*** Opening DATA FOR THIS EXERCISE ***

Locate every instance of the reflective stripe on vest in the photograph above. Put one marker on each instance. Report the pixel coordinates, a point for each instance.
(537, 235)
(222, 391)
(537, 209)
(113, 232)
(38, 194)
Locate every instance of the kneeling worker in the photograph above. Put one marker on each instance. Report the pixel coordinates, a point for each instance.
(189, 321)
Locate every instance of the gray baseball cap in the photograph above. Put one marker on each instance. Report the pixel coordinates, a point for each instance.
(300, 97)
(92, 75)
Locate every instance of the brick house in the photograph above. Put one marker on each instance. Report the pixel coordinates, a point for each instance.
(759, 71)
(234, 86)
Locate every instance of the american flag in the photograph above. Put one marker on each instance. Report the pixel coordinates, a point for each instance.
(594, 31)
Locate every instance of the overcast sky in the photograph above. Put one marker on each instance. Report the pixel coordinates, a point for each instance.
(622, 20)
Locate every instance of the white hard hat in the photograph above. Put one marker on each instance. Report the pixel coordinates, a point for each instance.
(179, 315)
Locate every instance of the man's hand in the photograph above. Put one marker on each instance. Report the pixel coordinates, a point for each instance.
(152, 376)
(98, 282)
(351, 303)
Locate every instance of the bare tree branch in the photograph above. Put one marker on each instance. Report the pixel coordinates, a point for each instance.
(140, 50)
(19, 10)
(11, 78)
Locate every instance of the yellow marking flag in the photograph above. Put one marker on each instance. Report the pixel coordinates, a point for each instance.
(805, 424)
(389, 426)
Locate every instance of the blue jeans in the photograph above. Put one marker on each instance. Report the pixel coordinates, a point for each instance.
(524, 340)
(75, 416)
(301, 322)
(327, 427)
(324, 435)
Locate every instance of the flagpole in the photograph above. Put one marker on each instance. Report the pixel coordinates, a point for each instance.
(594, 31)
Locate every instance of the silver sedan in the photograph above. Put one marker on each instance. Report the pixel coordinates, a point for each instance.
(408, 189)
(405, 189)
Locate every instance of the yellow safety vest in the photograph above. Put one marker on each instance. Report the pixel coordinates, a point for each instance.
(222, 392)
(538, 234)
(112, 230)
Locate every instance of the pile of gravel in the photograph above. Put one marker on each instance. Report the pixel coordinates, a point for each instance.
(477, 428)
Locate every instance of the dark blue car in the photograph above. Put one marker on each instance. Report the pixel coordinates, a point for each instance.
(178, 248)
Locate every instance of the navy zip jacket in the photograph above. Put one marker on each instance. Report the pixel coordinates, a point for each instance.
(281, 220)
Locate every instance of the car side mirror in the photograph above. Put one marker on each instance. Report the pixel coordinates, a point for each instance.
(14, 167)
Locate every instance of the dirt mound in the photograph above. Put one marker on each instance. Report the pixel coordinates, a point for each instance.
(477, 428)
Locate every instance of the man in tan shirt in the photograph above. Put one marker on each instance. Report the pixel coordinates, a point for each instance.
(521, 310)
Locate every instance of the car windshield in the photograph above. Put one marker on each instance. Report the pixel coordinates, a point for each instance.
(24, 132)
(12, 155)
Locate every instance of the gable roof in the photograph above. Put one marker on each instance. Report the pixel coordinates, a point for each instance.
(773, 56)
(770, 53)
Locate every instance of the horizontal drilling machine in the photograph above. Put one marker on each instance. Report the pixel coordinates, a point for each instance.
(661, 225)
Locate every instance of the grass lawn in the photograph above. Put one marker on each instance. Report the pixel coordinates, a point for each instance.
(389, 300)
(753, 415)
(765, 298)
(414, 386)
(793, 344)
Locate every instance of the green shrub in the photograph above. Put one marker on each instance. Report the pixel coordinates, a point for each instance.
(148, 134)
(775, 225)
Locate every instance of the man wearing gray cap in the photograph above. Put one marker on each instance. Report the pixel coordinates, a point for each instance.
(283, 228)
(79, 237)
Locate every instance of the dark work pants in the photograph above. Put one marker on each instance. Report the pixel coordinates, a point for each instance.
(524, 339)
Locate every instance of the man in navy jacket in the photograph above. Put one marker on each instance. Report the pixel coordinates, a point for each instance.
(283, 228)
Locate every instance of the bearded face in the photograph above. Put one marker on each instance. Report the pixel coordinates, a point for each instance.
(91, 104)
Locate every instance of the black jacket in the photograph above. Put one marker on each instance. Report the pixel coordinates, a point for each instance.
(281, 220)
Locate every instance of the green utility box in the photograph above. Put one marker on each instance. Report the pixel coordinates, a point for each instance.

*** Closing DATA FOR THIS EXERCISE ***

-- YOUR INSTRUCTIONS --
Output all of the material exactly as written.

-- SOLUTION --
Locate every instance of the reflective stripe on vest in the photograph above. Put one marker on each instance. Report the pixel coordinates, a point for each instance.
(537, 235)
(222, 391)
(537, 209)
(113, 232)
(38, 194)
Locate every instance of the kneeling worker in the photograph above. Put one marker on each instance. Report the pixel coordinates, a point for each instance.
(189, 321)
Locate every instance of the gray baseball cap in the photograph above. Put one marker on each instance. Report the pixel coordinates, a point for each instance.
(300, 97)
(92, 75)
Locate every instance of the brick house in the photograph above. Put one marker on each instance. Report the pixel coordinates, a point for each instance.
(759, 71)
(234, 86)
Locate every instance of the american flag in the photograph above. Put one marker on each instance. Report the pixel coordinates, a point for each instance.
(594, 31)
Locate every instance of the overcast sky in the photograph above. Put one marker on each instance. Report the pixel coordinates, a point for each instance.
(622, 20)
Locate every instance of the white hard hat in the photograph above. Put one marker on each instance. Report the pixel coordinates, a point for each instance.
(179, 315)
Locate every instance of the man's hand in the photograph above. Put one marker on each instance. Report the pixel coordinates, a point for each instance.
(152, 376)
(98, 282)
(351, 303)
Locate every instance of the bare tree branch in the photograph above. Put one marker on each instance. Report the pixel coordinates, a point for each instance.
(140, 50)
(19, 10)
(11, 78)
Locate every instance of the yellow marking flag in the photograph above. Put one marker on each instance. Report the pixel coordinates, a point for each instance.
(805, 424)
(389, 426)
Locate every instance of the blue jeans in the photograph above. Put one marker on each instance. Report the pixel coordinates, a point for each instance.
(524, 340)
(75, 416)
(301, 322)
(327, 427)
(324, 435)
Locate every instance of the flagpole in the photograph above. Put one marker on each instance. Report the pixel coordinates, a point for each instance.
(594, 31)
Locate every instance of the silver sedan in the photograph above. Put one marker on each instance. Report the pixel coordinates, a point for each instance.
(408, 189)
(405, 189)
Locate every instance of the yellow safety vest in the photograph above. Put one marker on each instance. Report the pixel coordinates, a point for each instance.
(222, 392)
(538, 234)
(112, 230)
Locate every instance of the pile of gravel in the photograph above. Put one marker on each instance. Report the pixel coordinates, a point for each instance.
(477, 428)
Locate every instance of the dark blue car in the photograph above. Put one marker on each instance. Report the pixel coordinates, a point for each instance.
(178, 248)
Locate every instance of the navy zip jacket in the photograph above. Put one marker on each instance. Report the pixel coordinates, a point for each instance.
(281, 220)
Locate every instance of the car side mirror in the photograph above. Put one marker on each instance. Report the pixel coordinates, a point for each instance.
(14, 167)
Locate every instance of the dirt mound in the photograph above. Put one marker on each instance. Report the pixel coordinates, a point for each instance.
(477, 428)
Locate every instance of the man in tan shirt in the photograph above. Put one marker on each instance. Report the pixel coordinates, a point for each instance.
(521, 310)
Locate every instance of the car windshield in the photograph above. Put one marker on each instance. Report the pixel coordinates, a point for each instance.
(24, 132)
(12, 155)
Locate every instance of the gable roof in the photograph above. Put one marker on each instance. Report the pixel coordinates, a point for each instance.
(773, 56)
(770, 53)
Locate every instance of the horizontal drilling machine in the photograph above. Put one marker on each instance. Report the pixel coordinates, a point for each instance.
(661, 225)
Locate every instance of the grass lawn in the photograph above. Put one marker on each instance. Report the pixel coordinates, a point for each instance.
(389, 300)
(753, 415)
(765, 298)
(414, 386)
(793, 344)
Locate every instance of the green shrub in the photograph above. Put one marker on each instance. Report the pixel coordinates, a point for each instance.
(148, 134)
(775, 225)
Locate every instance of the man wearing gray cap in the photograph above. Put one marker on each instance. Report the pixel coordinates, a point for each instance.
(283, 228)
(79, 237)
Locate every instance of the dark work pants in the photograph above. Put one marker on each instance. Report the pixel coordinates, a point for each instance.
(524, 339)
Locate every instance of the man in navy jacket in the photograph above. Put one marker on each instance. Report the pixel coordinates, a point for each instance.
(283, 228)
Locate every instance of the bearded face in the photograph above. Put one marker on each instance. Report the pixel coordinates, a point for each instance.
(91, 104)
Locate every instance of the black jacket in the photograph above. Put one marker on each instance. Report the pixel coordinates, a point for each instance.
(281, 220)
Locate every instance of the green utility box in the photograph above. Put one marker on each instance. Report the pixel coordinates, a point for each instance.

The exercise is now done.